[抜粋]:
******************************
本発明の一実施様態によれば、本発明のインクジェットインクは、本発明の水性分散液を水で希釈し、必要なら一種以上の追加成分(G)を添加して製造する。
【0126】
本発明の一実施様態によれば、本発明のインクジェットインクの固形分含量は、5〜40%の範囲、好ましくは最大35%、さらに好ましくは10〜30%の範囲に設定される。
【0127】
本発明のインクジェット方式インクは、一種以上の有機溶剤を追加成分(G)として含有していてもよい。低分子量ポリテトラヒドロフラン(ポリTHF)が追加成分(G)として好ましく、単独で使用しても、好ましくは一種以上の高沸点で水溶性又は水混和性の有機溶剤と混合して使用してもよい。
【0128】
好ましい低分子量ポリテトラヒドロフランの平均分子量Mwは、通常150〜500g/molの範囲、好ましくは200〜300g/molの範囲、さらに好ましくは約250g/mol(一定の分子量分布を保持するのに)である。
【0129】
ポリテトラヒドロフランは、既知の方法によりテトラヒドロフランをカチオン重合して得られる。生成物は線状ポリテトラメチレングリコールである。
【0130】
ポリテトラヒドロフランを追加成分(G)として用い、さらに有機溶剤を混合して使用する場合、この追加の有機溶剤は、一般に、高沸点(即ち、通常大気圧で、沸点>100℃)であり、水に可溶か混和可能な含水有機溶剤である。
【0131】
有用な溶媒の例としては、多価アルコール類、好ましくは非分岐及び分岐の、炭素数が2〜8、特に好ましくは炭素数が3〜6の多価アルコール類が挙げられ、その具体例としては、エチレングリコール、1,2−プロピレングリコール、1,3−プロピレングリコール、グリセロール、エリスリトール、ペンタエリスリトール、及びアラビトール、アドニトール、及びキシリトールなどのペンチトール類、ソルビトール、マンニトール、及びズルシトールなどのヘキシトール類が挙げられる。
【0132】
他の有用な溶媒としては、低級ポリマー(ダイマー、トリマー、及びテトラマー)も含むポリエチレングリコールやポリプロピレングリコール、及びそれらのモノアルキルエーテル(特に、C1〜C6アルキルエーテル、さらに好ましくはC1〜C4アルキルエーテル)が挙げられる。平均分子量Mnが100〜6000g/molの範囲、特に最大1500g/mol、特に150〜500g/molの範囲のポリエチレングリコールやポリプロピレングリコールが好ましい。これらの例としては、ジエチレングリコール、トリエチレングリコール、及びテトラエチレングリコール、ジエチレングリコールモノメチルエーテル、ジエチレングリコールモノエチルエーテル、ジエチレングリコールモノイソプロピルエーテル、ジエチレングリコールモノプロピルエーテル、ジエチレングリコールモノ−n−ブチルエーテル、トリエチレングリコールモノメチルエーテル、トリエチレングリコールモノエチルエーテル、トリエチレングリコールモノ−n−プロピルエーテル、トリエチレングリコールモノイソプロピルエーテル、トリエチレングリコールモノ−n−ブチルエーテル、ジ−、トリ−、及びテトラ−1,2−、及び−1,3−プロピレングリコール、及びジ−、トリ−、及びテトラ−1,2−、及び−1,3−プロピレングリコールモノメチル、モノエチル、モノ−n−プロピル、モノイソプロピル、及びモノ−n−ブチルエーテルが挙げられる。
******************************
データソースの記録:
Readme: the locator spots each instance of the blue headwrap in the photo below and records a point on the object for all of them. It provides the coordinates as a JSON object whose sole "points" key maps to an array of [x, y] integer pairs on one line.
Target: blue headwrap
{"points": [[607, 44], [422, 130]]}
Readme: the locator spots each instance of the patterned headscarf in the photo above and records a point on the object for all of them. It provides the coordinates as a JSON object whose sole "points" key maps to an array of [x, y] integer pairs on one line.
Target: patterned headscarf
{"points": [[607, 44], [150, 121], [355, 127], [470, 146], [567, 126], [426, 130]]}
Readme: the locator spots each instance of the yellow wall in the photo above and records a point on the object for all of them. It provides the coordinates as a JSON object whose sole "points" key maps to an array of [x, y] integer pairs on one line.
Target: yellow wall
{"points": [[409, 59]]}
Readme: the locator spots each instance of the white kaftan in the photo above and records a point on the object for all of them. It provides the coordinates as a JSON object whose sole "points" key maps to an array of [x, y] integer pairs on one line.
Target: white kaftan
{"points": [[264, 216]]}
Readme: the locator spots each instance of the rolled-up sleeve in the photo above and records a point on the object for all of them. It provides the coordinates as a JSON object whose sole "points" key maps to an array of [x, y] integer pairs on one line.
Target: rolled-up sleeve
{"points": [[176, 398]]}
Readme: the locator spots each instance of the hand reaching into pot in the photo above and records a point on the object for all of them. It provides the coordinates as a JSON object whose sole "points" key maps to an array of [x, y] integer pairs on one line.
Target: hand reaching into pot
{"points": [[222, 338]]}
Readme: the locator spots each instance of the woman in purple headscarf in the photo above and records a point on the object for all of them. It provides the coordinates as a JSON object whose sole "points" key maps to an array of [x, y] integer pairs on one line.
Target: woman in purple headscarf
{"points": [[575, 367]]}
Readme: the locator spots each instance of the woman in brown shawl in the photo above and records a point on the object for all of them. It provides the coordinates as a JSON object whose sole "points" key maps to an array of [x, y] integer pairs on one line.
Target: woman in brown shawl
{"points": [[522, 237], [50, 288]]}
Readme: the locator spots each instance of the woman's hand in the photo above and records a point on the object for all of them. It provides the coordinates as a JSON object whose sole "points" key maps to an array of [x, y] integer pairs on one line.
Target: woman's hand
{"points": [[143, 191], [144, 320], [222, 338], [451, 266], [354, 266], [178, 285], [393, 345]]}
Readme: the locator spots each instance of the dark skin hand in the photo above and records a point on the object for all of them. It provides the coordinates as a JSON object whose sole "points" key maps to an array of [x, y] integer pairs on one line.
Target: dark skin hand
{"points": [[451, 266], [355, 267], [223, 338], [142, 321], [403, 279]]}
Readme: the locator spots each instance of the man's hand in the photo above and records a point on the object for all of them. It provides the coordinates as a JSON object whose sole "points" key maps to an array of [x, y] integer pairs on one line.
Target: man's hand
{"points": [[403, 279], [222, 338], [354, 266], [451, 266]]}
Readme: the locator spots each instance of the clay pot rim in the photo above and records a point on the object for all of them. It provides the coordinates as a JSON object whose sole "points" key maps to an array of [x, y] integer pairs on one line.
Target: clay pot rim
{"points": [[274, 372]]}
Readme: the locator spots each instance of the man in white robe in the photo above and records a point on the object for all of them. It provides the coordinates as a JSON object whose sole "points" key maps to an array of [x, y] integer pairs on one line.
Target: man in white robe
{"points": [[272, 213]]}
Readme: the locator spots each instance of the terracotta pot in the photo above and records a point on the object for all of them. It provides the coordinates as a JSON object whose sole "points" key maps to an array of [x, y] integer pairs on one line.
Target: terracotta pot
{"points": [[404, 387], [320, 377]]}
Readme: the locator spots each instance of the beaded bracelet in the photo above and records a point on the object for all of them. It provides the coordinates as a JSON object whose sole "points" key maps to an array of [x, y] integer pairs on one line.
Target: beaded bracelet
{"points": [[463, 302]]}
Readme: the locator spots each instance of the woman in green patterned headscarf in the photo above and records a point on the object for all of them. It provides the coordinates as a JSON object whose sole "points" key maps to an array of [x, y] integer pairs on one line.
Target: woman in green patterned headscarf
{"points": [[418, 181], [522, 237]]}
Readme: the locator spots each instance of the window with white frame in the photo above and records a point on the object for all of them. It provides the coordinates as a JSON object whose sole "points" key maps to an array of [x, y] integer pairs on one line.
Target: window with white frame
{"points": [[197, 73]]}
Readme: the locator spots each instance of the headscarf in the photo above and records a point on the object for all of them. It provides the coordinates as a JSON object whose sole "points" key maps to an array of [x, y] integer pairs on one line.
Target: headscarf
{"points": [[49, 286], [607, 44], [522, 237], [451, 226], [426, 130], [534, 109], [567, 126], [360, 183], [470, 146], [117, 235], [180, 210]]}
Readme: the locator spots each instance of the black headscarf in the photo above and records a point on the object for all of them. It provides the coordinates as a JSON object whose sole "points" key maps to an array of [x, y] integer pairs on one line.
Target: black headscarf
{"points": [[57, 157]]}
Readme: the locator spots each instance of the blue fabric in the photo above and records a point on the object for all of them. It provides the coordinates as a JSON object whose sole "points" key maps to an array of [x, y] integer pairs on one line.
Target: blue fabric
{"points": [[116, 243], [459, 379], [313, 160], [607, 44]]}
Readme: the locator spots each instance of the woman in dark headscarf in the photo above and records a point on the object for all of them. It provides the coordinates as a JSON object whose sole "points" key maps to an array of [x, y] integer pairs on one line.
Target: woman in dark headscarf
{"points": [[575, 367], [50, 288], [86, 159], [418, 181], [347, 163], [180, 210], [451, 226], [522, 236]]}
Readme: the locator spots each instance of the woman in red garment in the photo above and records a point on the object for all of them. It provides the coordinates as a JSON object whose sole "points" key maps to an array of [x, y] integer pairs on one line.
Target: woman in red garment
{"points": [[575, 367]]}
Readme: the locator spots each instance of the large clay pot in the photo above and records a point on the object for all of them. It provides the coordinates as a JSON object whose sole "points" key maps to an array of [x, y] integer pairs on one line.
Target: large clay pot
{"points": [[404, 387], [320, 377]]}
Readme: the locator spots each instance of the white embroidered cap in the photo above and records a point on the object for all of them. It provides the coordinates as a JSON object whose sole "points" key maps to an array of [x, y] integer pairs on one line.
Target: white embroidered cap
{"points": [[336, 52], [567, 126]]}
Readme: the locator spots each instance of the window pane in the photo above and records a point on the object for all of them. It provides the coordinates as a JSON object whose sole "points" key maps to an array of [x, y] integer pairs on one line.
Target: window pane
******************************
[指示と要件]: インクジェットインクについての抜粋を、最後の文の後から書き進めてください。

[問題の解答]:
【0133】
他の有用な溶媒としては、ピロリドンとN−アルキルピロリドンが挙げられ、このアルキル鎖は、好ましくは炭素数が1〜4、特に好ましくは1又は2である。有用なアルキルピロリドンの例としては、N−メチルピロリドン、N−エチルピロリドン、及びN−(2−ヒドロキシエチル)ピロリドンが挙げられる。
【0134】
特に好ましい溶媒の例としては、1,2−プロピレングリコール、1,3−プロピレングリコール、グリセロール、ソルビトール、ジエチレングリコール、ポリエチレングリコール(Mw:300〜500g/mol)、ジエチレングリコールモノブチルエーテル、トリエチレングリコールモノブチルエーテル、ピロリドン、N−メチルピロリドン、及びN−(2−ヒドロキシエチル)ピロリドンが挙げられる。
【0135】
ポリテトラヒドロフランを、上記の溶媒の一種以上の(例えば、2、3、又は4個)と混合して使用してもよい。
【0136】
本発明の一実施様態によれば、本発明のインクジェット方式インクは、0.1〜80重量%、好ましくは2〜60重量%、さらに好ましくは5〜50重量%、最も好ましくは10〜40重量%の非水溶媒を含んでいてもよい。
【0137】
追加成分(G)として用いる非水溶媒には、特に好ましい溶媒の組み合わせとして示されるものには、好ましくは溶媒混合物の保水性を高めるために、尿素(通常、色素製剤の重量当たり0.5〜3重量%の範囲)を添加する。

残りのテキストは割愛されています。